● Extracted data entries
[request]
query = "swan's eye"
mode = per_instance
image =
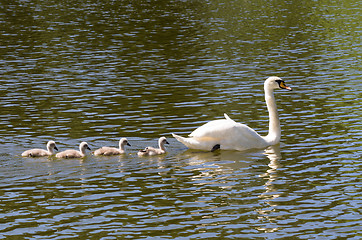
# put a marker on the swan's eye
(281, 83)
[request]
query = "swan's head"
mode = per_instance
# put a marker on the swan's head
(123, 142)
(275, 83)
(51, 145)
(83, 145)
(162, 141)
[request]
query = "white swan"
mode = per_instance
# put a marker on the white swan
(228, 134)
(151, 151)
(41, 152)
(71, 153)
(107, 151)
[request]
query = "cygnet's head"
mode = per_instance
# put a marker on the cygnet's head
(275, 83)
(84, 145)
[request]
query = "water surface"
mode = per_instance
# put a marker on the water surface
(96, 72)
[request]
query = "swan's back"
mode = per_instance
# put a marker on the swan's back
(107, 151)
(229, 134)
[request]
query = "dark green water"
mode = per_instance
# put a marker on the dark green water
(97, 71)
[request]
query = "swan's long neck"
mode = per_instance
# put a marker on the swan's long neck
(162, 146)
(274, 134)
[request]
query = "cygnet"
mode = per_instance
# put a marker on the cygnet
(71, 153)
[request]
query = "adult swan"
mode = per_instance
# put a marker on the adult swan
(228, 134)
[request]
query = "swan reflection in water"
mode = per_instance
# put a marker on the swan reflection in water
(238, 171)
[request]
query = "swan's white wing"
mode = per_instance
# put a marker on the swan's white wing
(229, 134)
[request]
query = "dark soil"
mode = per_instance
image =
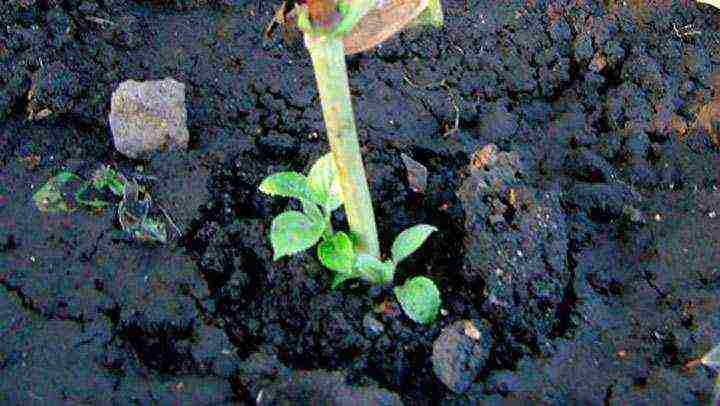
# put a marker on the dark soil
(588, 247)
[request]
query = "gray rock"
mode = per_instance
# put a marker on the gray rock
(460, 352)
(147, 116)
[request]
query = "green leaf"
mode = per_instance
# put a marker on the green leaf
(337, 253)
(293, 232)
(410, 240)
(374, 270)
(432, 15)
(106, 177)
(286, 184)
(51, 198)
(339, 278)
(313, 211)
(324, 182)
(420, 299)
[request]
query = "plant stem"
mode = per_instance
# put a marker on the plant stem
(328, 56)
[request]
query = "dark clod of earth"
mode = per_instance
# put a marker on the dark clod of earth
(572, 151)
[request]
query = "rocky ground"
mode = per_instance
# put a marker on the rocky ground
(573, 156)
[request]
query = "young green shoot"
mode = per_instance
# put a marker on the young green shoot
(332, 28)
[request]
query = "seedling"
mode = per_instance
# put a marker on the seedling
(332, 30)
(319, 194)
(57, 196)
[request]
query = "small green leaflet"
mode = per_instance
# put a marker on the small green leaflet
(337, 253)
(339, 278)
(287, 184)
(51, 198)
(110, 178)
(293, 232)
(409, 241)
(420, 299)
(374, 270)
(324, 183)
(313, 211)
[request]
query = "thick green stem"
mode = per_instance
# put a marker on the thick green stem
(328, 56)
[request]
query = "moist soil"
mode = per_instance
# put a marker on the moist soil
(573, 157)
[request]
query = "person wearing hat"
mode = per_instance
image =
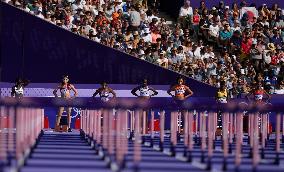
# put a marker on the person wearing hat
(256, 54)
(135, 19)
(222, 93)
(117, 5)
(65, 89)
(214, 30)
(185, 12)
(225, 35)
(136, 39)
(18, 88)
(163, 61)
(146, 35)
(195, 22)
(48, 16)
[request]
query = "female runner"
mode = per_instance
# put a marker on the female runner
(144, 90)
(104, 92)
(65, 91)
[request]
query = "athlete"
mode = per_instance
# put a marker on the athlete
(104, 91)
(65, 91)
(258, 93)
(182, 91)
(18, 88)
(221, 97)
(145, 91)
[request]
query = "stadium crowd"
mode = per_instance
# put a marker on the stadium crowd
(209, 45)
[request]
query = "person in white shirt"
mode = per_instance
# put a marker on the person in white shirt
(180, 55)
(214, 30)
(146, 35)
(163, 61)
(186, 9)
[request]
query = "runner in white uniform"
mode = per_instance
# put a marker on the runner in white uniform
(65, 91)
(18, 88)
(105, 92)
(145, 91)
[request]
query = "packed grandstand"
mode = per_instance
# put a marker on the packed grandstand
(241, 44)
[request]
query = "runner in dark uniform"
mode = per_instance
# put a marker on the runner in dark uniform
(145, 91)
(18, 88)
(104, 92)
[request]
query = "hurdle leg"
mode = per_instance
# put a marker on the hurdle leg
(278, 119)
(162, 130)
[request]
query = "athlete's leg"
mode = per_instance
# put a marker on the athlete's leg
(69, 116)
(59, 114)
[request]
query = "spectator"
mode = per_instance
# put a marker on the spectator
(211, 46)
(135, 18)
(163, 61)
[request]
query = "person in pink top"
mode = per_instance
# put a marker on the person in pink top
(155, 35)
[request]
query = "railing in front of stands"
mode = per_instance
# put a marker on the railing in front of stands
(110, 126)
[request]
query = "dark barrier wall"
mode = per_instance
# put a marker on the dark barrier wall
(43, 52)
(172, 7)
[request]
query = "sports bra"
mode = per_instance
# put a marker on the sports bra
(180, 90)
(144, 91)
(104, 95)
(258, 94)
(222, 94)
(65, 90)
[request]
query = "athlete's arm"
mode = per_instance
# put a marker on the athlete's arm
(55, 91)
(13, 93)
(268, 95)
(170, 90)
(216, 96)
(96, 93)
(154, 91)
(75, 91)
(190, 93)
(248, 96)
(134, 91)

● EXERCISE DIRECTIONS
With images left out, the data must be transcribed exactly.

● RESULT
[request]
query = "swan's eye"
mode = per_instance
image =
# put a marker on the swan's eye
(281, 83)
[request]
query = "swan's head"
mode = per_instance
# put a marker on the swan's head
(123, 142)
(275, 83)
(51, 145)
(83, 145)
(162, 141)
[request]
query = "white swan"
mode = per_instance
# put a marker on the white swan
(228, 134)
(151, 151)
(41, 152)
(71, 153)
(107, 151)
[request]
query = "cygnet's head"
mode = per_instance
# put a marker on the cygnet's head
(275, 83)
(84, 145)
[request]
query = "water surface"
mode = per_instance
# put a marker on the water surface
(96, 72)
[request]
query = "swan's back"
mode = per_instance
# put a marker on the swan's back
(107, 151)
(229, 134)
[request]
query = "dark green water"
mode = per_instance
# put a marker on the dark green water
(97, 71)
[request]
query = "swan's long neck"
mode = per_instance
# put a marker on the swan's long neck
(162, 146)
(274, 134)
[request]
query = "cygnet"
mode = per_instance
# put a marker on the cygnet
(71, 153)
[request]
query = "adult swan"
mode = per_instance
# put a marker on the adult swan
(228, 134)
[request]
query = "swan reflection in water"
mode = per_instance
# put a marker on the swan reflection in water
(238, 171)
[request]
query = "swan's white wing"
mode = per_instance
# put a marker on the swan's white wing
(229, 134)
[request]
query = "dark soil"
mode = per_instance
image =
# put a marker on the dark soil
(588, 247)
[request]
query = "gray rock"
mode = per_instance
# put a marker on the gray rock
(460, 352)
(147, 116)
[request]
query = "green leaf"
mode = per_instance
# put a marker on the green leaf
(337, 253)
(293, 232)
(410, 240)
(374, 270)
(432, 15)
(106, 177)
(286, 184)
(51, 198)
(339, 278)
(313, 211)
(324, 182)
(420, 299)
[request]
query = "plant stem"
mode = per_instance
# put a marker on the plant stem
(328, 56)
[request]
query = "dark clod of earth"
mode = per_instance
# put a marker on the dark clod of earth
(572, 151)
[request]
query = "rocky ground"
mode = per_instance
# put a marker on the rocky ground
(573, 156)
[request]
query = "young green shoot"
mode = per_instance
# put a marker on the young green shoot
(332, 28)
[request]
query = "seedling"
mode = per_instance
# put a marker on the seedling
(332, 30)
(319, 194)
(57, 196)
[request]
query = "small green leaflet"
mode = per_instance
# put a marker on the small green leaflet
(337, 253)
(339, 278)
(287, 184)
(51, 198)
(110, 178)
(293, 232)
(409, 241)
(420, 299)
(374, 270)
(324, 183)
(313, 211)
[request]
query = "thick green stem"
mode = per_instance
# put a marker on the thick green stem
(328, 56)
[request]
query = "moist soil"
mode = per_instance
# put a marker on the moist soil
(573, 157)
[request]
query = "person wearing hat"
mode = per_instance
image =
# put a marker on the person wearing hat
(256, 54)
(135, 19)
(222, 93)
(117, 5)
(65, 89)
(214, 30)
(185, 12)
(225, 35)
(136, 39)
(18, 88)
(163, 61)
(146, 35)
(195, 22)
(48, 16)
[request]
query = "female runner"
mode = per_instance
# put a marker on the female runner
(144, 90)
(104, 92)
(65, 91)
[request]
query = "athlete"
mode = per_instance
# put a marker on the athlete
(104, 91)
(65, 91)
(258, 93)
(182, 91)
(18, 88)
(221, 97)
(145, 91)
[request]
query = "stadium crowd"
mode = per_instance
# put a marker on the stadium crowd
(209, 45)
[request]
query = "person in white shirt"
mode = per_instance
# put a marker on the person in white shirt
(180, 55)
(214, 30)
(146, 35)
(163, 61)
(186, 9)
[request]
query = "runner in white uniform"
mode = per_instance
# put a marker on the runner in white uniform
(65, 91)
(18, 88)
(105, 92)
(145, 91)
[request]
query = "packed grandstand"
mode = per_instance
# put a marker on the packed grandstand
(241, 44)
[request]
query = "runner in dark uniform"
mode = per_instance
# put a marker on the runner in dark uniform
(145, 91)
(18, 88)
(104, 92)
[request]
query = "hurdle leg"
mode = per_instance
# put a marker on the hurdle leg
(278, 119)
(162, 130)
[request]
query = "athlete's leg"
mode = per_instance
# put a marker on the athlete's leg
(69, 116)
(59, 114)
[request]
query = "spectator"
mode = per_instance
# put a marker on the spectator
(211, 46)
(135, 18)
(163, 61)
[request]
query = "person in pink top"
mode = per_instance
# put a marker on the person in pink top
(155, 35)
[request]
query = "railing in front of stands"
mode = per_instance
# put a marker on the railing in front of stands
(110, 126)
[request]
query = "dark barrier wall"
mode = per_instance
# put a marker on the dark barrier wall
(43, 52)
(172, 7)
[request]
query = "sports bra"
mode = per_instance
# put a marker on the sports bra
(180, 90)
(144, 91)
(104, 95)
(258, 94)
(222, 94)
(65, 90)
[request]
query = "athlete's arm"
mode = per_instance
# put a marker on the athlete's arm
(55, 91)
(13, 93)
(268, 95)
(170, 90)
(216, 96)
(96, 93)
(154, 91)
(75, 91)
(190, 93)
(248, 96)
(134, 91)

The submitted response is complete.